Stated goal:
Copy the lines of the listing between the line holding "Show me large window." and the line holding "[178,243,216,263]", inclusive, reproducing them without any change.

Excerpts from labeled region data
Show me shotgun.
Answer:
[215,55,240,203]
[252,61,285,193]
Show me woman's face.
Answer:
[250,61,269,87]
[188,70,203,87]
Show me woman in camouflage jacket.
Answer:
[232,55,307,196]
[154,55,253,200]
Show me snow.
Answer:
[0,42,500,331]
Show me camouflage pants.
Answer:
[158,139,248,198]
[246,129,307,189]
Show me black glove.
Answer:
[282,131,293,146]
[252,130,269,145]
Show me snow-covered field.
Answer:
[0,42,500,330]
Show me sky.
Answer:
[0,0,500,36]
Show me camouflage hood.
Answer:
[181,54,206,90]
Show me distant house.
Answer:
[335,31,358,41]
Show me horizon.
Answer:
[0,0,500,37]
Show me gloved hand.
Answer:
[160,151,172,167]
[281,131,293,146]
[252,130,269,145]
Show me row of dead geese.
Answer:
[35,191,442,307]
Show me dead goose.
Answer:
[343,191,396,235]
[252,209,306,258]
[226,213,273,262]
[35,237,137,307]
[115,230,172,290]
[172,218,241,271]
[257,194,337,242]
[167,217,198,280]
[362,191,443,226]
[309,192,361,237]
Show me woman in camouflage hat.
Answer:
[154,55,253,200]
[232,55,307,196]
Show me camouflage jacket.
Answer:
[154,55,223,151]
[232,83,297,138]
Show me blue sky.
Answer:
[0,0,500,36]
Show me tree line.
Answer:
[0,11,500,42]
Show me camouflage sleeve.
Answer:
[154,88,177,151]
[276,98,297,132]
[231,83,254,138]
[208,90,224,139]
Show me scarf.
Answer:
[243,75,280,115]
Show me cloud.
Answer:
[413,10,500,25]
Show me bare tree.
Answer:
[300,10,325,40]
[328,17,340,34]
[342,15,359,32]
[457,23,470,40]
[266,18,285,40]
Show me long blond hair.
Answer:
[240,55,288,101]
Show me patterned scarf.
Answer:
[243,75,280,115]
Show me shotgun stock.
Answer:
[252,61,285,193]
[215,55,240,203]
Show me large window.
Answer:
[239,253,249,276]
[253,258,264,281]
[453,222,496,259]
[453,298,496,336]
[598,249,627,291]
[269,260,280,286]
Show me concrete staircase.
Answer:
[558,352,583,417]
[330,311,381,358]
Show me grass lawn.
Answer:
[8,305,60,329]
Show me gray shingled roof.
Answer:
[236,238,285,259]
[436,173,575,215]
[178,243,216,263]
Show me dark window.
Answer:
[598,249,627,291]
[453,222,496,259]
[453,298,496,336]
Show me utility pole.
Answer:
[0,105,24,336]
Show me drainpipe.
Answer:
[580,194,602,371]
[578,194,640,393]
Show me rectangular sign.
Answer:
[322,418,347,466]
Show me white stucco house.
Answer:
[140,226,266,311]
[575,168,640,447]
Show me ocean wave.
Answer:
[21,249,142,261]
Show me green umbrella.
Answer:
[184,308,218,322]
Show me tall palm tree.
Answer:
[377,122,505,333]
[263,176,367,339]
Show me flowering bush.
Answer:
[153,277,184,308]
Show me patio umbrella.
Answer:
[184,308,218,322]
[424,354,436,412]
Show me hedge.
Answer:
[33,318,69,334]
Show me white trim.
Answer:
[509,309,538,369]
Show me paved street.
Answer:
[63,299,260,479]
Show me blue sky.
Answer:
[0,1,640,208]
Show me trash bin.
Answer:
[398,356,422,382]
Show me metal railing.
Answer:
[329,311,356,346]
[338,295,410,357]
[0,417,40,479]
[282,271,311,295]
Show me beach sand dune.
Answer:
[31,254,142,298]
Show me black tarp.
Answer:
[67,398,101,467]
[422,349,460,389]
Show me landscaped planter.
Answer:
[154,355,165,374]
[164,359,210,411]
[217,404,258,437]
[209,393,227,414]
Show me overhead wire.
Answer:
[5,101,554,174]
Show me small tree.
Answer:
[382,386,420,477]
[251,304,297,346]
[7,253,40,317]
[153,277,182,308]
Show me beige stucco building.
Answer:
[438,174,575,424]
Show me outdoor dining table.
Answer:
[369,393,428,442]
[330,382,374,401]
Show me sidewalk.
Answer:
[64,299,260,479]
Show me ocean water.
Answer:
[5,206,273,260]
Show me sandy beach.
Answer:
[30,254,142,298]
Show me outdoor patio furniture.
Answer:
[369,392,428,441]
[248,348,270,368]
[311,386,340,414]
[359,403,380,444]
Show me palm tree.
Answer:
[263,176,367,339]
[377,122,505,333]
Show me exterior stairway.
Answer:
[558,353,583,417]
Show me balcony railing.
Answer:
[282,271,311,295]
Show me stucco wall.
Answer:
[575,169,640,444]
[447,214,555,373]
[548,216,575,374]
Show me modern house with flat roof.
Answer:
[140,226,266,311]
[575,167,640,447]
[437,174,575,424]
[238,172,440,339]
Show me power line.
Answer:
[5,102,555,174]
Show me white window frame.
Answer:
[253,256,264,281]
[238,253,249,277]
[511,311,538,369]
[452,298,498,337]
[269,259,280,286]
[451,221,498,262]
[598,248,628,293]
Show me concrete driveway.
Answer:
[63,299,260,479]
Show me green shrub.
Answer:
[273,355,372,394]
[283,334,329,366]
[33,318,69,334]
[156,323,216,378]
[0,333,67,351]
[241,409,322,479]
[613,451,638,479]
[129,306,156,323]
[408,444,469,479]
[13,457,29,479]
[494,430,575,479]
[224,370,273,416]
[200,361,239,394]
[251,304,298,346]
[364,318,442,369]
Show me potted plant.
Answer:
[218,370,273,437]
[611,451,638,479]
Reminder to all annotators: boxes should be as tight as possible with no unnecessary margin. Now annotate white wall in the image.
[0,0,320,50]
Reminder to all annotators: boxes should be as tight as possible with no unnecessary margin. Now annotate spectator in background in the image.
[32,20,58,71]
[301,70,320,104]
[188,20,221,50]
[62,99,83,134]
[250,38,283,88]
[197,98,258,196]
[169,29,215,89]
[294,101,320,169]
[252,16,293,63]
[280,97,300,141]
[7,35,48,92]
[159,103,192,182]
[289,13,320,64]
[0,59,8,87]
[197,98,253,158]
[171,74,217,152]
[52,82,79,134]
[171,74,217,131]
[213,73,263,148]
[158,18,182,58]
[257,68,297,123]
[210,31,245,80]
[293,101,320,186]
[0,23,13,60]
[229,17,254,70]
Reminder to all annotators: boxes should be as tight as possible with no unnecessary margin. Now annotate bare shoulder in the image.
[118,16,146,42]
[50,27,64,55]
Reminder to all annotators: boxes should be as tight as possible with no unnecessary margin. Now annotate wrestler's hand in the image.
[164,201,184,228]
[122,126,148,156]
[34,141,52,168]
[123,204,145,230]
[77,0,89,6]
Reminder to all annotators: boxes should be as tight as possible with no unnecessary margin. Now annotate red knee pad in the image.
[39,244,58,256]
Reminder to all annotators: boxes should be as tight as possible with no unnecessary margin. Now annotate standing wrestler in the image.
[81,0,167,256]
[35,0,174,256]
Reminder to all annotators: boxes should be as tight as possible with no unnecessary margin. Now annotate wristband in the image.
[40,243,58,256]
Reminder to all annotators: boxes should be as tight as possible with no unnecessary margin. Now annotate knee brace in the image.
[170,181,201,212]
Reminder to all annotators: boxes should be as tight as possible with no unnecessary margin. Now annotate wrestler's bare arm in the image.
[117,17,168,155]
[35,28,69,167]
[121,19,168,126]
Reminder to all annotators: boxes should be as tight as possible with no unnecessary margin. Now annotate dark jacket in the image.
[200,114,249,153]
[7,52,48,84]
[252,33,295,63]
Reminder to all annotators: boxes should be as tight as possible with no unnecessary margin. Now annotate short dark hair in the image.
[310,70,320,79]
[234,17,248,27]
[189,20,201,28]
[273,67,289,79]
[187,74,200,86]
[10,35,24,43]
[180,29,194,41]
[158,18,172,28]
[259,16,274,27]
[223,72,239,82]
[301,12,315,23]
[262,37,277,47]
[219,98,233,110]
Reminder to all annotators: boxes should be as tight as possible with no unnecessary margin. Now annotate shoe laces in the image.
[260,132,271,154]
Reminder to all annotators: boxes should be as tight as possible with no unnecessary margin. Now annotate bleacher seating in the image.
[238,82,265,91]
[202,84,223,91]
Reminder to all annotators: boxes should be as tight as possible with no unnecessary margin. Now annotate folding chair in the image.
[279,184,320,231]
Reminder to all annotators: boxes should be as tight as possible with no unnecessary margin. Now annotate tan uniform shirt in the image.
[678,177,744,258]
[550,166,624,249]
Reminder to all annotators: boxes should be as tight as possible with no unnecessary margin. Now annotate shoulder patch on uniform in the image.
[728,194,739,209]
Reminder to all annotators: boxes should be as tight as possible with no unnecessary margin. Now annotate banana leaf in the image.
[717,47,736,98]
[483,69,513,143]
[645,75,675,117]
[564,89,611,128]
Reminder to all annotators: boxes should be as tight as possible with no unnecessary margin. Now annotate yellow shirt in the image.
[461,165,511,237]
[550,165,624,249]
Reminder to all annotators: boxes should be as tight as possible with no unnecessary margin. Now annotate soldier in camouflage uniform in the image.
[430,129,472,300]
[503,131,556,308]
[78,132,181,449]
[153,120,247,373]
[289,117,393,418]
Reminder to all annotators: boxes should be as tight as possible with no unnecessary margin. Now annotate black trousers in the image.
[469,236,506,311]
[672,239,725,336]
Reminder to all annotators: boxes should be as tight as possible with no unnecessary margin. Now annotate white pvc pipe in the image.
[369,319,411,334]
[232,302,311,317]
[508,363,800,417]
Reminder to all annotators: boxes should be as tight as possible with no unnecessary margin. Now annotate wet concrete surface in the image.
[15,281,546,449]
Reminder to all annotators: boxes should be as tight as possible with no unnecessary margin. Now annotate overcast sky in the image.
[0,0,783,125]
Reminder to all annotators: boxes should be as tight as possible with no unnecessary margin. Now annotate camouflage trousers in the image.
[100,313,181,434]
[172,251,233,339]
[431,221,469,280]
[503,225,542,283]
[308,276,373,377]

Solved problem:
Show me large window.
Answer:
[239,253,249,276]
[253,258,264,281]
[453,222,496,259]
[453,298,496,336]
[598,249,627,291]
[269,260,280,286]
Show me concrete staircase.
Answer:
[558,352,583,417]
[330,311,381,358]
Show me grass lawn.
Answer:
[8,305,60,329]
Show me gray shingled roof.
Answer:
[236,238,285,259]
[436,173,575,215]
[178,243,216,263]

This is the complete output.